* **WORK TASK**
Below are the records. Retype exactly the lines between the lines holding "negative clicks: (420, 46) (434, 42)" and "113L402 114L390 98L366", inclusive.

* **RECORDS TO USE**
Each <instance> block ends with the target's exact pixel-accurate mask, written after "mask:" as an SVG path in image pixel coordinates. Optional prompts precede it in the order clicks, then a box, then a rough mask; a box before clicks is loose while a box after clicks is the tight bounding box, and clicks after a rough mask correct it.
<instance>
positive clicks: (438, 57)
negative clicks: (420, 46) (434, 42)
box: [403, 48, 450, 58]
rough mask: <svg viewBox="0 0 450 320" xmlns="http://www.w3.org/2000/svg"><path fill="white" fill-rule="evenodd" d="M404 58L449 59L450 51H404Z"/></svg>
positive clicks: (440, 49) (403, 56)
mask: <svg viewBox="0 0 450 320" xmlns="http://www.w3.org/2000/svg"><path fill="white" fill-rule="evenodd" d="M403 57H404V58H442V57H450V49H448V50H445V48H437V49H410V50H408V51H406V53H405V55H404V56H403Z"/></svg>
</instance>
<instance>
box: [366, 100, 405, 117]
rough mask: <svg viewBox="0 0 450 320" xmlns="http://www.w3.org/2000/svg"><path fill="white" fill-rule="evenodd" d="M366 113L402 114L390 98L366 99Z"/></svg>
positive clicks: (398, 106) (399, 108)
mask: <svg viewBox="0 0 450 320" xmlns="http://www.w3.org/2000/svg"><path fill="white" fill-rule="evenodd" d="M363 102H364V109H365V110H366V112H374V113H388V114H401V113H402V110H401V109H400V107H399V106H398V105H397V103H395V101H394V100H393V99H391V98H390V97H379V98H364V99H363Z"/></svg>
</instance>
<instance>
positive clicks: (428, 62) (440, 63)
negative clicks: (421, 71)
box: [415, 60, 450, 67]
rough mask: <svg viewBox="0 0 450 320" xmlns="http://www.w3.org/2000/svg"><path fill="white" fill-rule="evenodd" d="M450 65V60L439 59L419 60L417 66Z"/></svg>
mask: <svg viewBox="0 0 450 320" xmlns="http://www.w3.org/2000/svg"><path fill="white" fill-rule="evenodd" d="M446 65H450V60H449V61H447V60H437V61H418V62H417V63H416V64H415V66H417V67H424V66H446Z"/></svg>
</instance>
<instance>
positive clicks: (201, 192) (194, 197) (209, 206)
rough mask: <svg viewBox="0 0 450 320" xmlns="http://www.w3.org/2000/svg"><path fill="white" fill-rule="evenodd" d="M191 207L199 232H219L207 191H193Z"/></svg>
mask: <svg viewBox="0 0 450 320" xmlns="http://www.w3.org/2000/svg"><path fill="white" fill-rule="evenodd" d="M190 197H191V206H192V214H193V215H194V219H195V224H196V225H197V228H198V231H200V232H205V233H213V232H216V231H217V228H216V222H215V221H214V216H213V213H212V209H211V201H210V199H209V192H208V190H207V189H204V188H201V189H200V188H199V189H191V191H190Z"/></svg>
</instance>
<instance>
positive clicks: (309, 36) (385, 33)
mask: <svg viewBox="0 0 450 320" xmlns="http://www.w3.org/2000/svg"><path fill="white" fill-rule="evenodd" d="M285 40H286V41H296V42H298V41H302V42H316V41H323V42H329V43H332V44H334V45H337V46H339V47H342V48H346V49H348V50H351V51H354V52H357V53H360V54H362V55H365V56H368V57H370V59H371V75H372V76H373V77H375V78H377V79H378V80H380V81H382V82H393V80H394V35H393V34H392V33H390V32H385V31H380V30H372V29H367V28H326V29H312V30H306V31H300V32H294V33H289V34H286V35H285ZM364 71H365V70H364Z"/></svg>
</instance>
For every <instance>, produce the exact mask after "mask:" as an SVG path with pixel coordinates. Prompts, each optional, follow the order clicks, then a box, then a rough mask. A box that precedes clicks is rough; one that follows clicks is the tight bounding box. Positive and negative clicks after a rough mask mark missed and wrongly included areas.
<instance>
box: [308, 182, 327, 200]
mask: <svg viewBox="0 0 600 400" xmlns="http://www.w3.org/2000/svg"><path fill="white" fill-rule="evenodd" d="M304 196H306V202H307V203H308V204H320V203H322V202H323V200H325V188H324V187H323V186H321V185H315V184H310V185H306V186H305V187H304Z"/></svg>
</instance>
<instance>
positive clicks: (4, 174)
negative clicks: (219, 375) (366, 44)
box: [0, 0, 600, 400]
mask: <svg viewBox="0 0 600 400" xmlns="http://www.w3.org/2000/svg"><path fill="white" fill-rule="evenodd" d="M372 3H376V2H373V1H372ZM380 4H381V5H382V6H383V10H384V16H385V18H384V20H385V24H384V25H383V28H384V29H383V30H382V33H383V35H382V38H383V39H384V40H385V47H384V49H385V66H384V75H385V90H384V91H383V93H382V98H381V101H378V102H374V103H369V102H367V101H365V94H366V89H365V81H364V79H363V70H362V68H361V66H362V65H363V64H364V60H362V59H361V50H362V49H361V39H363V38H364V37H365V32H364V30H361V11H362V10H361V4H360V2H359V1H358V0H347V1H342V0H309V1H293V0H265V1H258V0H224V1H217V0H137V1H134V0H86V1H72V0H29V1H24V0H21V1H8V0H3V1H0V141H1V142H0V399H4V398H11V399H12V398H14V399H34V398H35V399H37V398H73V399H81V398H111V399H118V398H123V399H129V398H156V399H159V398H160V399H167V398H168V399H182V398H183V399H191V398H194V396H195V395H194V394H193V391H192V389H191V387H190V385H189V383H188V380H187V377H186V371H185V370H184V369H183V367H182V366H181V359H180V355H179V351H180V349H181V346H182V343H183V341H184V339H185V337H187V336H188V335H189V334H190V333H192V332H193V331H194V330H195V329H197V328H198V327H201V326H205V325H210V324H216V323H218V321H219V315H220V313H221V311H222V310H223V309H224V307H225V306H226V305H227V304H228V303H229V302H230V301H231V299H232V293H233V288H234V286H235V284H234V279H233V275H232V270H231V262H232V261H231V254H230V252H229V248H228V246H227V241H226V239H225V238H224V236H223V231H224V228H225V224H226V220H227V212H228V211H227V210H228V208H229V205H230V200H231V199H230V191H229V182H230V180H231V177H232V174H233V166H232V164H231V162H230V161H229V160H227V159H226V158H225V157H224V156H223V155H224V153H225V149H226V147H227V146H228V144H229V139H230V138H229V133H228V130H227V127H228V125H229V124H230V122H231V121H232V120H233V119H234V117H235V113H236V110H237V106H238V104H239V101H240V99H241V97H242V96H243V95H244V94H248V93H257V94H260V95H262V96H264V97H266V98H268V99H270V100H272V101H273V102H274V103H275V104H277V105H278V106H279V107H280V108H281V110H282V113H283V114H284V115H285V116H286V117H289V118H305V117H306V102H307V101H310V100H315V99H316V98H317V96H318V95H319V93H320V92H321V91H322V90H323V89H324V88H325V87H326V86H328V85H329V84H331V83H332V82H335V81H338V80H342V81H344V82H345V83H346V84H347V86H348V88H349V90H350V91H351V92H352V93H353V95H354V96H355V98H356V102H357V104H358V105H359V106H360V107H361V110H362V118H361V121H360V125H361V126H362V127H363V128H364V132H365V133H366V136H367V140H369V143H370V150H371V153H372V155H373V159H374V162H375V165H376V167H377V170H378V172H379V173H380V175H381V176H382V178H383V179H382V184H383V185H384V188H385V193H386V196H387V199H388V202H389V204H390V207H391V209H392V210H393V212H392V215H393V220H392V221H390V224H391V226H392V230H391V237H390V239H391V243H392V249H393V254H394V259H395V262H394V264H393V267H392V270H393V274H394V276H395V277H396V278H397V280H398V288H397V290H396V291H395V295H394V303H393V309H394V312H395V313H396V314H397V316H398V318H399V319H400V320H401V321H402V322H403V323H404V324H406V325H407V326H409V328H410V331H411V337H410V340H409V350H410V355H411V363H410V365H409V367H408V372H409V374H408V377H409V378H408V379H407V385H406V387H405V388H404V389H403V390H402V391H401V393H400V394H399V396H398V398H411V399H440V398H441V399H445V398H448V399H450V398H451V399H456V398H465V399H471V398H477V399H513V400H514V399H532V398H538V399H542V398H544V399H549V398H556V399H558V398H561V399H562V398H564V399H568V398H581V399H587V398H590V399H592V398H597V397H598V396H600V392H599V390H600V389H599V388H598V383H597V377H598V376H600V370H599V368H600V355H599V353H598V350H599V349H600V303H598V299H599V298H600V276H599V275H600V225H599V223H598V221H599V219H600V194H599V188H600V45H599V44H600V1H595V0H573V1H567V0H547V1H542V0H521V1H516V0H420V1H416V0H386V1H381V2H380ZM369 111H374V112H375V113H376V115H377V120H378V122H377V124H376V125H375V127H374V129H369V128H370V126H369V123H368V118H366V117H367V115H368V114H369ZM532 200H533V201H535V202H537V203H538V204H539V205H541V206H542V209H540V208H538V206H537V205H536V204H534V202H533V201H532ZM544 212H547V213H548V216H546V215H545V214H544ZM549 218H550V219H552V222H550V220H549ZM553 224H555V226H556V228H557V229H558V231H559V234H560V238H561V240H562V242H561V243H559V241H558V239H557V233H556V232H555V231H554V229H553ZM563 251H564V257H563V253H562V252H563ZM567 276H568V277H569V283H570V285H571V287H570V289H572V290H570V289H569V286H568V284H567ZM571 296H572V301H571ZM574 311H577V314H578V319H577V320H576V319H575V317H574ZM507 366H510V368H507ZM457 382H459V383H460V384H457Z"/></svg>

* **SOLUTION TO THIS PROBLEM**
negative clicks: (420, 46) (434, 42)
box: [403, 48, 450, 58]
rough mask: <svg viewBox="0 0 450 320" xmlns="http://www.w3.org/2000/svg"><path fill="white" fill-rule="evenodd" d="M404 58L449 59L450 51H404Z"/></svg>
positive clicks: (440, 49) (403, 56)
mask: <svg viewBox="0 0 450 320" xmlns="http://www.w3.org/2000/svg"><path fill="white" fill-rule="evenodd" d="M403 57H404V58H442V57H450V49H448V50H445V48H437V49H410V50H408V51H406V53H405V55H404V56H403Z"/></svg>
</instance>
<instance>
box: [366, 100, 405, 117]
rough mask: <svg viewBox="0 0 450 320" xmlns="http://www.w3.org/2000/svg"><path fill="white" fill-rule="evenodd" d="M366 113L402 114L390 98L366 99Z"/></svg>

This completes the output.